_Consigne_:
Recopiez les lignes qui vont de celle contenant « Question. Point out every instance of the girl's » jusqu'à la fin des enregistrements, en remplaçant « right eye » par « left eye » sans rien modifier d'autre.

_Données à traiter_:
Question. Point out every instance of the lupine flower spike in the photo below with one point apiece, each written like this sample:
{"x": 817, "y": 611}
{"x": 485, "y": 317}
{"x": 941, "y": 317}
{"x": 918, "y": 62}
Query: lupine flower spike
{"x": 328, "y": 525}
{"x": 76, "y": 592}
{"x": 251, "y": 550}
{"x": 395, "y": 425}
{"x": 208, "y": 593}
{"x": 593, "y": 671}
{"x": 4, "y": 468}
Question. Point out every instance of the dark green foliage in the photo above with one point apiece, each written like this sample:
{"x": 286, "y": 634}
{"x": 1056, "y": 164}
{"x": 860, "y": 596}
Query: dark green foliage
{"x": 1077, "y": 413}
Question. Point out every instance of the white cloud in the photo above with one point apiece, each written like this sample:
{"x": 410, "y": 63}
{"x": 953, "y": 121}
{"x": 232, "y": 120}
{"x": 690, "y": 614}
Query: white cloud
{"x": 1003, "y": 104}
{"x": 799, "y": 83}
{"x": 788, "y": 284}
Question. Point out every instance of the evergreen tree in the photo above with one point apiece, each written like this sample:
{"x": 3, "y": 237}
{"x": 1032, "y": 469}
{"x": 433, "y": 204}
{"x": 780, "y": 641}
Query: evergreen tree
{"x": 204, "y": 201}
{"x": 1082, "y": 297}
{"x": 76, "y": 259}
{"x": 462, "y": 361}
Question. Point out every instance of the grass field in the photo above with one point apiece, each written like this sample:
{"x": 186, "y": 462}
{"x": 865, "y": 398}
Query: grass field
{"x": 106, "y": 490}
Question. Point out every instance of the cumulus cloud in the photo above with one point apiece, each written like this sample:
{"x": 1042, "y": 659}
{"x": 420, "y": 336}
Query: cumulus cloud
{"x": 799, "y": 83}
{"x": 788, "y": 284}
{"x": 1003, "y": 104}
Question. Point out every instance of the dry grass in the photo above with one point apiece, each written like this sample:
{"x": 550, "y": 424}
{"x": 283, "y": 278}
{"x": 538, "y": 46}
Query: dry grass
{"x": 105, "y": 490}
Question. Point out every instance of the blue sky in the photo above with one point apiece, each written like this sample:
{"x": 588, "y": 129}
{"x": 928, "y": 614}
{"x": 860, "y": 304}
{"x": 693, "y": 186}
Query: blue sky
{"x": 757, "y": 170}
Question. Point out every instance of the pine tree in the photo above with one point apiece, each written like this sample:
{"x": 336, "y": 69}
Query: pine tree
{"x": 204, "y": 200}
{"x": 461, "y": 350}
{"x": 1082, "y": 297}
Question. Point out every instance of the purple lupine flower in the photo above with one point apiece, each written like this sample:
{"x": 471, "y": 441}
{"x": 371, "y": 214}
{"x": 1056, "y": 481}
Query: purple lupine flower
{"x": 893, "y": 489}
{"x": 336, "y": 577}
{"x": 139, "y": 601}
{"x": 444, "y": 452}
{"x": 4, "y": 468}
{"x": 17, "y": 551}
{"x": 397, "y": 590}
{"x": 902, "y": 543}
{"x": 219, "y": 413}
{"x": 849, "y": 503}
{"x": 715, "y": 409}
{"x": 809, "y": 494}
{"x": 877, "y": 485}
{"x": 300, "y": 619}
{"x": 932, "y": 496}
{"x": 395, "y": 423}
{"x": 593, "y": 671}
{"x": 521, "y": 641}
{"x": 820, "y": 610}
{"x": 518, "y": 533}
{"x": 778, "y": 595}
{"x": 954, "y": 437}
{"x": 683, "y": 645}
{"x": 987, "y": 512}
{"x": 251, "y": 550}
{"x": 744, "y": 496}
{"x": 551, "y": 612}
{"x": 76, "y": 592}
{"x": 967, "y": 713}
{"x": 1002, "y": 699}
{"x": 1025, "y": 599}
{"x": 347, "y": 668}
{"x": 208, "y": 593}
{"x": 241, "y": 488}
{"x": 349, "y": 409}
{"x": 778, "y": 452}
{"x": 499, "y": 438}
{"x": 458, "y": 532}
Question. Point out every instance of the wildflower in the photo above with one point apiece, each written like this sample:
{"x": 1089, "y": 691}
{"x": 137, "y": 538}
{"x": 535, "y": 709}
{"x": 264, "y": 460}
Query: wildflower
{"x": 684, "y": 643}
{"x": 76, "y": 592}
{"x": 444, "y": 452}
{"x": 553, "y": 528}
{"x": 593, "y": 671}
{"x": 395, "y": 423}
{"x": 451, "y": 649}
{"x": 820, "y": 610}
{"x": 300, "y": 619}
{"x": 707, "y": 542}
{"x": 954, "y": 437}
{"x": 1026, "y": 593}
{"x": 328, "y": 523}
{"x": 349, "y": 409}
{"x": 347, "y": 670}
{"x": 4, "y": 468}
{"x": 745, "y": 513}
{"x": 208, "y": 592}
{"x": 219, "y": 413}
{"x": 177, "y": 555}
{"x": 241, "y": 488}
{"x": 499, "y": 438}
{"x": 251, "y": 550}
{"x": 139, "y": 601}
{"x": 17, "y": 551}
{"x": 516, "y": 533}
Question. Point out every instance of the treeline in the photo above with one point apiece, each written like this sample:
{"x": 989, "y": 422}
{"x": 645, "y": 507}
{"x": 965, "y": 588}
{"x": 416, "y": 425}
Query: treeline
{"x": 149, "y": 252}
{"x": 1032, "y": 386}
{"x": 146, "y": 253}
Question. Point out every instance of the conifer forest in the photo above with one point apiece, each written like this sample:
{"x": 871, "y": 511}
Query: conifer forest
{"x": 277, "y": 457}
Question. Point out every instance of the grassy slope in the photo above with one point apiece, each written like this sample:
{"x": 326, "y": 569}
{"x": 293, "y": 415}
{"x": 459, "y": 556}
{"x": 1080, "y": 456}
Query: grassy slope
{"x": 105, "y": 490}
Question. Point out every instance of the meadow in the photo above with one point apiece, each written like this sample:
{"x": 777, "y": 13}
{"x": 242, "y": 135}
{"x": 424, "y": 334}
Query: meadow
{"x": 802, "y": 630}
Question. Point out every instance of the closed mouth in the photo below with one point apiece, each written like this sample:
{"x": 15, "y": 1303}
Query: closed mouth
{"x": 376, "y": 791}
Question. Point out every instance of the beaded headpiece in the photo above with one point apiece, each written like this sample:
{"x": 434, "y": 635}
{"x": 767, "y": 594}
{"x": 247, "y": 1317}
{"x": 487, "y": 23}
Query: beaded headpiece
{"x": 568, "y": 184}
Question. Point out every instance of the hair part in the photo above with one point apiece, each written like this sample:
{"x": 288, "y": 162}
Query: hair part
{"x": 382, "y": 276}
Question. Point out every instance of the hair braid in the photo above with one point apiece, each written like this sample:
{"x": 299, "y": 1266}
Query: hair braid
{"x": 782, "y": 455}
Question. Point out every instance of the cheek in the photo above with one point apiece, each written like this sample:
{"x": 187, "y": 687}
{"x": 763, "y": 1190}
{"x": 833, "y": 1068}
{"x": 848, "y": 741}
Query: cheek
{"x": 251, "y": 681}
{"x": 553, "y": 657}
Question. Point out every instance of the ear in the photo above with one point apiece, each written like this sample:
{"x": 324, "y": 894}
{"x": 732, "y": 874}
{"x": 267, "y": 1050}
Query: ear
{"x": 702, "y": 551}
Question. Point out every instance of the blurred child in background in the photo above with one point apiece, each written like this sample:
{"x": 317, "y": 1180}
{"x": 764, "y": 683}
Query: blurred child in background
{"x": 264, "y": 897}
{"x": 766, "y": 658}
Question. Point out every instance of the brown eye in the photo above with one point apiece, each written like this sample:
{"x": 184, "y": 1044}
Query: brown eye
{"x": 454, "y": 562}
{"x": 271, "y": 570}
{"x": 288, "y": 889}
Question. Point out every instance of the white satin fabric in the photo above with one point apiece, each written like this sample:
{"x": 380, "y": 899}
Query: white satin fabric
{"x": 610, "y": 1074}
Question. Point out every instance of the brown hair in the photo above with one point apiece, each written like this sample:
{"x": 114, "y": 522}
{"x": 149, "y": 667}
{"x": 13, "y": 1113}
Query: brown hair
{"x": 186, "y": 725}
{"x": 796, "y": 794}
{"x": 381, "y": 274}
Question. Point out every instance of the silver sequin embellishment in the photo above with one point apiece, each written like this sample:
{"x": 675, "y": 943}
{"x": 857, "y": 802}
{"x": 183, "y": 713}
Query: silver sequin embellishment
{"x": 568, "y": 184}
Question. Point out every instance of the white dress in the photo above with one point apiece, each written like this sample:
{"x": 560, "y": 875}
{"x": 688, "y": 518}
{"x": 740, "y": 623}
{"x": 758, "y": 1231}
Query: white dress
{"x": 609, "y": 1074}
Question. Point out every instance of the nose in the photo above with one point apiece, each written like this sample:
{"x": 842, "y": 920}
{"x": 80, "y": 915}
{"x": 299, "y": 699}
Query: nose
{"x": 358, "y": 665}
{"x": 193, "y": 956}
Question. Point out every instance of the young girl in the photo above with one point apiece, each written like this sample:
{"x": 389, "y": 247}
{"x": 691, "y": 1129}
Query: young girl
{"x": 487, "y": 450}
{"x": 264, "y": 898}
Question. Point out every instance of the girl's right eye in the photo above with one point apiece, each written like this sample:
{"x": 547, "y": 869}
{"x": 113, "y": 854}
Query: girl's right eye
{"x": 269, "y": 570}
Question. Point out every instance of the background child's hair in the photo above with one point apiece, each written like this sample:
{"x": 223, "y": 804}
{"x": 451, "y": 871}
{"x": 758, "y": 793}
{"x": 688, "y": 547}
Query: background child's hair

_Tâche accomplie_:
Question. Point out every instance of the girl's left eye in the photo above with one point apiece, each written like this sample:
{"x": 547, "y": 869}
{"x": 113, "y": 854}
Query: girl's left eye
{"x": 269, "y": 570}
Question. Point out every instance of the background child's hair in the photo above with one point apiece, each written like this sample:
{"x": 223, "y": 804}
{"x": 451, "y": 871}
{"x": 758, "y": 793}
{"x": 688, "y": 547}
Query: background child's hair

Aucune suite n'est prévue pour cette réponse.